* EXERCISE AIM:
Collect every line below that contains the word "person", treating uppercase and lowercase as different.

# start of RECORDED INFORMATION

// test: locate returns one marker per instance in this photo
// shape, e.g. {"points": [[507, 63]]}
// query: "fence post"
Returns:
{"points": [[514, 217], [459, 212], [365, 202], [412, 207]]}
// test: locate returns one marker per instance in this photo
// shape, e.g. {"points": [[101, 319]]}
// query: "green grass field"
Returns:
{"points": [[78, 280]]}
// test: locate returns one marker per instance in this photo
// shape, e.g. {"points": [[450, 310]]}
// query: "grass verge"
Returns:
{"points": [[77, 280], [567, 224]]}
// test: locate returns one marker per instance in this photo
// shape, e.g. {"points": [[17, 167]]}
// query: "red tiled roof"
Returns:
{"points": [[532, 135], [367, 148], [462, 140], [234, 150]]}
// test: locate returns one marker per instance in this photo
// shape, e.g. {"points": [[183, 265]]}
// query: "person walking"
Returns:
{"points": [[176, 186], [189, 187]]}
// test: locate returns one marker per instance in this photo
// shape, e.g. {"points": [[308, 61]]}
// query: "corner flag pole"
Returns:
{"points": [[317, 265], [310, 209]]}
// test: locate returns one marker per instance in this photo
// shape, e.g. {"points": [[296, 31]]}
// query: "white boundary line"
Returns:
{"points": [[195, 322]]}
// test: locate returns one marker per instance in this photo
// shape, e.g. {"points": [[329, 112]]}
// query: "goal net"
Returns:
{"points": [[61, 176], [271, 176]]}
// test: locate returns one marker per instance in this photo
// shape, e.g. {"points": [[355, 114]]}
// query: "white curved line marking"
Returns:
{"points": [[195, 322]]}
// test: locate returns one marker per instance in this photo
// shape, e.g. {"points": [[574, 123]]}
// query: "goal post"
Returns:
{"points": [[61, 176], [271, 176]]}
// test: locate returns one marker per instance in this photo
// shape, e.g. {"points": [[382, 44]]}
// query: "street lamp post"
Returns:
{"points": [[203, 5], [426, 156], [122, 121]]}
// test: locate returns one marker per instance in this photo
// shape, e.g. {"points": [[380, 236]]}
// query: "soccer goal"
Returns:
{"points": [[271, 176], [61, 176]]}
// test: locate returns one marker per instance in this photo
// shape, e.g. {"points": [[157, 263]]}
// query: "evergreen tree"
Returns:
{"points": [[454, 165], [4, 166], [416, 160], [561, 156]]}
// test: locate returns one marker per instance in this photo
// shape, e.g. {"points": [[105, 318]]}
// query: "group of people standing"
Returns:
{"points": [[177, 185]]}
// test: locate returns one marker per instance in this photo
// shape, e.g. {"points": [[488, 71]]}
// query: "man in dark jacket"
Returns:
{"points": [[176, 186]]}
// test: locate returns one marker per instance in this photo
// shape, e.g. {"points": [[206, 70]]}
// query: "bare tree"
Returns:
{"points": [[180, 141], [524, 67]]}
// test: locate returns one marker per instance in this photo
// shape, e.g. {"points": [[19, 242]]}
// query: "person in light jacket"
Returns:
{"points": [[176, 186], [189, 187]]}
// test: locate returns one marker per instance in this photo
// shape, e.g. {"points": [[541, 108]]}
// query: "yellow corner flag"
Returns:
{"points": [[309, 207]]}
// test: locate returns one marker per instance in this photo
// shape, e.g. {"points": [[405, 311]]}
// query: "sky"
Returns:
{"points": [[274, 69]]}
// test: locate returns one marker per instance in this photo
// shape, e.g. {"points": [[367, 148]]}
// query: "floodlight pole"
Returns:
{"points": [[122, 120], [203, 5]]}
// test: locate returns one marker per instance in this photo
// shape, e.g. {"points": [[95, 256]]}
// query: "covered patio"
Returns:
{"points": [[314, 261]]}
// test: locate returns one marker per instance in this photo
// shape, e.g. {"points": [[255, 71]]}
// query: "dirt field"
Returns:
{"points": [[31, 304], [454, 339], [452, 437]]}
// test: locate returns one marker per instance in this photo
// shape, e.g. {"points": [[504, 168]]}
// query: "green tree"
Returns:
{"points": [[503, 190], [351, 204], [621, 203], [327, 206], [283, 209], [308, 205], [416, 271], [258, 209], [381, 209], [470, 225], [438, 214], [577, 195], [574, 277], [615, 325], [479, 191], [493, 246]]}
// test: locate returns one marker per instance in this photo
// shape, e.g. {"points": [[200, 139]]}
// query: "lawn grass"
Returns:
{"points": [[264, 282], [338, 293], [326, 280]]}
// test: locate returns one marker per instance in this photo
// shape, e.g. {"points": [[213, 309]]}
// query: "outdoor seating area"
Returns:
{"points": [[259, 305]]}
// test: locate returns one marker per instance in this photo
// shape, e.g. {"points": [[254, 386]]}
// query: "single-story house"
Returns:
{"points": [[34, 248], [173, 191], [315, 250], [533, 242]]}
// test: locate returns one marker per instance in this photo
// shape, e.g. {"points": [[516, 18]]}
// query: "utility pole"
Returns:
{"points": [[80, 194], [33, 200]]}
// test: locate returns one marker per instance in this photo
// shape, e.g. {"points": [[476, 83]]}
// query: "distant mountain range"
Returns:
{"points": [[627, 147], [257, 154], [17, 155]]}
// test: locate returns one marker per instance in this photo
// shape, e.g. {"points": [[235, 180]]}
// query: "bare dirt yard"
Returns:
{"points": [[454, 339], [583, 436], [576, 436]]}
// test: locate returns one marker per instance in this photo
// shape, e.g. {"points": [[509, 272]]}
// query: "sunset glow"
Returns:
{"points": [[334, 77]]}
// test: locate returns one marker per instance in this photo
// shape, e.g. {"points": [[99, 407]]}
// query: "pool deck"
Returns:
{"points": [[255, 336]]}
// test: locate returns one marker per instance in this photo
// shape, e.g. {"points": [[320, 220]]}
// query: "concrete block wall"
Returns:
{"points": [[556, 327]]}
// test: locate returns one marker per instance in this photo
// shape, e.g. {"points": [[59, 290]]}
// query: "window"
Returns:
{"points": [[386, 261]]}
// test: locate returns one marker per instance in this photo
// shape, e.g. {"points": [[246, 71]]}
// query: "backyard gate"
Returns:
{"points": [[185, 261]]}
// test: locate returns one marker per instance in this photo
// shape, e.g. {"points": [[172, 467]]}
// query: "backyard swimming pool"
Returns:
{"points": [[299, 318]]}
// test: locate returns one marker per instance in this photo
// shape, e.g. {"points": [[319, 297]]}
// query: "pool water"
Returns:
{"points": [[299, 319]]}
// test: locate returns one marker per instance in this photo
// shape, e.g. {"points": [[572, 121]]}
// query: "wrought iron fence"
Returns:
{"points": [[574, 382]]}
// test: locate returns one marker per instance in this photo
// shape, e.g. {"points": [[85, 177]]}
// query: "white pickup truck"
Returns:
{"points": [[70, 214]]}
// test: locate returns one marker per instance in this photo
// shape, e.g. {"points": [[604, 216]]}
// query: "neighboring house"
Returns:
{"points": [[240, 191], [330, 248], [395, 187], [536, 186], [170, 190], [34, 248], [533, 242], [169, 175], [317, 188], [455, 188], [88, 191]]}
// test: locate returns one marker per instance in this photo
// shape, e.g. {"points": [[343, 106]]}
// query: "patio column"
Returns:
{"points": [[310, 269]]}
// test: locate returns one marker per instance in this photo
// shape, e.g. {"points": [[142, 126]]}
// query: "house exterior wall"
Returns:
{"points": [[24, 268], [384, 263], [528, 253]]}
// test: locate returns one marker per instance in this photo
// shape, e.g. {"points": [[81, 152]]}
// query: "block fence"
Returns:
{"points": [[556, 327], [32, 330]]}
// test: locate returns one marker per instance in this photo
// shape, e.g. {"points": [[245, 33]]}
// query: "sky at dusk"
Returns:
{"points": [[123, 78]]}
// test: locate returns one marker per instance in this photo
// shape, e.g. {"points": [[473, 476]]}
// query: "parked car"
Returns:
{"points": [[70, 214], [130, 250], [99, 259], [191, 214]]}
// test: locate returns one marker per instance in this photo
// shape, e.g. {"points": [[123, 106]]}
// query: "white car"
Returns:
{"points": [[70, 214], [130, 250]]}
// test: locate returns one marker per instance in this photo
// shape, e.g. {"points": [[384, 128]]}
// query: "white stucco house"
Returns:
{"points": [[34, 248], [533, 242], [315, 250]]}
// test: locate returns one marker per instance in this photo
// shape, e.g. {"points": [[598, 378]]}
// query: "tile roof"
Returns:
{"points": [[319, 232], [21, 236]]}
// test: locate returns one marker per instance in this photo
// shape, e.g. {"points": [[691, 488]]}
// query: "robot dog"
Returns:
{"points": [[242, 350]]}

# end of RECORDED INFORMATION
# start of RECORDED INFORMATION

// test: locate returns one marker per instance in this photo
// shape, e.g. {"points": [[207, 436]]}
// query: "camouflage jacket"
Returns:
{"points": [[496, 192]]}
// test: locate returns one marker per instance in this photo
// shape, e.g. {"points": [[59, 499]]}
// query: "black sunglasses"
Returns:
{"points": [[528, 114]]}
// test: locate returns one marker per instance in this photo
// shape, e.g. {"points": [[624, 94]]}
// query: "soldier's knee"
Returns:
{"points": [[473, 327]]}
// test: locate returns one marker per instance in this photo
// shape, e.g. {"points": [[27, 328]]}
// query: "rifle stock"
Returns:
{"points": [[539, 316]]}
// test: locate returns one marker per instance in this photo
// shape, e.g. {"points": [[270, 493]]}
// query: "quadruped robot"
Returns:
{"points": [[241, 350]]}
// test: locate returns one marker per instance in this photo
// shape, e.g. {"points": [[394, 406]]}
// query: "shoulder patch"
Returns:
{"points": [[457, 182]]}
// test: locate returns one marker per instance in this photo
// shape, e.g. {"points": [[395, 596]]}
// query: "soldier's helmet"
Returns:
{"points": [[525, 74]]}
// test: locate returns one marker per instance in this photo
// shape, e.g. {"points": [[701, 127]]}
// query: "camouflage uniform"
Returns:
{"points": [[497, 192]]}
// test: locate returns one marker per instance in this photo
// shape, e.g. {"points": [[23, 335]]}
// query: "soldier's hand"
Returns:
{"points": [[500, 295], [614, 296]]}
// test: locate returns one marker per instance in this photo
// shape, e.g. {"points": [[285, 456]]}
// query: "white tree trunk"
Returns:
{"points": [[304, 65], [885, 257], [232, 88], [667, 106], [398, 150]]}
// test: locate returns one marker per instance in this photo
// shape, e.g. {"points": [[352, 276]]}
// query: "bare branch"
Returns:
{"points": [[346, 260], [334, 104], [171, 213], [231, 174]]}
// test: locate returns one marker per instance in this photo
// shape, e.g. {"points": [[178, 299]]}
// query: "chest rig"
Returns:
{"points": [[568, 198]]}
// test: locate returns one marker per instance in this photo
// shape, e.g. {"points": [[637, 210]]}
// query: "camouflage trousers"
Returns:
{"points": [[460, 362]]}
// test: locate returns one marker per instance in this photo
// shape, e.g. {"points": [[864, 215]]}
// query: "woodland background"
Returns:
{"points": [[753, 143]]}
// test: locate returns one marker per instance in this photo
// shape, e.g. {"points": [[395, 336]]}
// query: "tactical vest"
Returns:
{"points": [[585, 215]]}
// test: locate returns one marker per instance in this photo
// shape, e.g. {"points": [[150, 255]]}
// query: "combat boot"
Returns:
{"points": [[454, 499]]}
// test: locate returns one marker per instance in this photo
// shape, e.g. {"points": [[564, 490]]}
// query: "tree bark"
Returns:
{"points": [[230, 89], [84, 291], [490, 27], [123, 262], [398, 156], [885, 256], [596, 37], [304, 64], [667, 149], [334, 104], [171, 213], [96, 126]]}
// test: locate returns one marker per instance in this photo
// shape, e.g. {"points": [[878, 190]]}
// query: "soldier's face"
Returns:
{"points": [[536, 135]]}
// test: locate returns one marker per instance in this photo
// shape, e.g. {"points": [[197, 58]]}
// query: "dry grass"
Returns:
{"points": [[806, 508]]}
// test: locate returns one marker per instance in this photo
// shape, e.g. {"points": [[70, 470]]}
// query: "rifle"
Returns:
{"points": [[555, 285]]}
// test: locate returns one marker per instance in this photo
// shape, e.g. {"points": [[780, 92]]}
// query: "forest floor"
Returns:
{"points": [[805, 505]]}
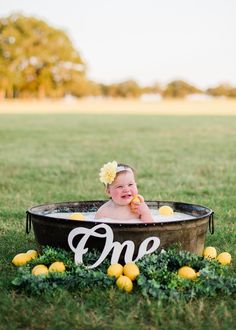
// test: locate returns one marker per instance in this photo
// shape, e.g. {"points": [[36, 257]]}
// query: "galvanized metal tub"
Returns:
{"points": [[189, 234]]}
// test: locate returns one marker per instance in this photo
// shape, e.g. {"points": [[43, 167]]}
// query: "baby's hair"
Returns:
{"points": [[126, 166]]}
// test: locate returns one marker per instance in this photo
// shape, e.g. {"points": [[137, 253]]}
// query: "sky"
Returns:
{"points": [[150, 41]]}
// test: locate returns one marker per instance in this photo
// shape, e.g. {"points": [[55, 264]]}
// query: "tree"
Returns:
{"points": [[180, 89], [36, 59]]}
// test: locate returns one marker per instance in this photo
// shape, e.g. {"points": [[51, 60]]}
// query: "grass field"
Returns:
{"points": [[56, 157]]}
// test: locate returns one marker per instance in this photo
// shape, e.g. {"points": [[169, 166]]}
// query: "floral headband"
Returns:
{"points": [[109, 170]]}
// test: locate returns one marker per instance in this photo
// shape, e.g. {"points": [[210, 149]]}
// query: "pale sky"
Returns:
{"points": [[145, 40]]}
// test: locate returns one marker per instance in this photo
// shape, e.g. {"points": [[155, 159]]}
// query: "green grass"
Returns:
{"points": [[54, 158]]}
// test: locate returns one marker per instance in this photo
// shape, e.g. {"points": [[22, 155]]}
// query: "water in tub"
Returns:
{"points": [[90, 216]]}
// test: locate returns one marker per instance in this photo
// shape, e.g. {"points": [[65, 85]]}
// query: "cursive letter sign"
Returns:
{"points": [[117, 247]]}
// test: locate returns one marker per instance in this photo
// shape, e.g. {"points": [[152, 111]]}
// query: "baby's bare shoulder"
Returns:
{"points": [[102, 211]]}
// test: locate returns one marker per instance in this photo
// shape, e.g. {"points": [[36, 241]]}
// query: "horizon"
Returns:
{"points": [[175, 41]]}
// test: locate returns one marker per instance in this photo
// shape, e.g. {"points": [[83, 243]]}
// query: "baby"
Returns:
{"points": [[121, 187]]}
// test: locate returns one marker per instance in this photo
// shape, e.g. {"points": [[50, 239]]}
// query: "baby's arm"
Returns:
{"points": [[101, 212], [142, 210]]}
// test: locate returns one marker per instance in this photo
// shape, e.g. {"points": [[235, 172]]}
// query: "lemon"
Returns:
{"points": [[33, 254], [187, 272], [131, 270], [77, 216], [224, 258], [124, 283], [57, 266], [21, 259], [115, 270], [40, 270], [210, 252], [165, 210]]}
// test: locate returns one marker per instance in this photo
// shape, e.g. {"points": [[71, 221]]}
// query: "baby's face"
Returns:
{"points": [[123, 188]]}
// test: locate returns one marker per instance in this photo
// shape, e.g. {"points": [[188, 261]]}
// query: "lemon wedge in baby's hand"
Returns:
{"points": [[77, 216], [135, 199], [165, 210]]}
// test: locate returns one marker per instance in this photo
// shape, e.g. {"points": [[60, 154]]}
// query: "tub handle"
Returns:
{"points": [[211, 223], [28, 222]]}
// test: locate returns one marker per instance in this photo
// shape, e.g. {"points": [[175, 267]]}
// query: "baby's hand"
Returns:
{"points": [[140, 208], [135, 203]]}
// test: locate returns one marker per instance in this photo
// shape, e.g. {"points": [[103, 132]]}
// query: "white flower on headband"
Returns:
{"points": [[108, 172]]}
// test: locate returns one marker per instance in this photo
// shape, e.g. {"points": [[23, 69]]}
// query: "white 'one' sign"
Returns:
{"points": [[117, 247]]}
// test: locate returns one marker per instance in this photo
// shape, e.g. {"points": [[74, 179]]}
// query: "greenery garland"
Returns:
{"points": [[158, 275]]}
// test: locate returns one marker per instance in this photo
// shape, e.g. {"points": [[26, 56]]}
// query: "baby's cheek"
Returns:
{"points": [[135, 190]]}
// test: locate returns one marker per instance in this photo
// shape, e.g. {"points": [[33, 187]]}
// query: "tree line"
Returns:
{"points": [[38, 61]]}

# end of RECORDED INFORMATION

* WORKED SOLUTION:
// query: "person walking"
// query: "person in light jacket"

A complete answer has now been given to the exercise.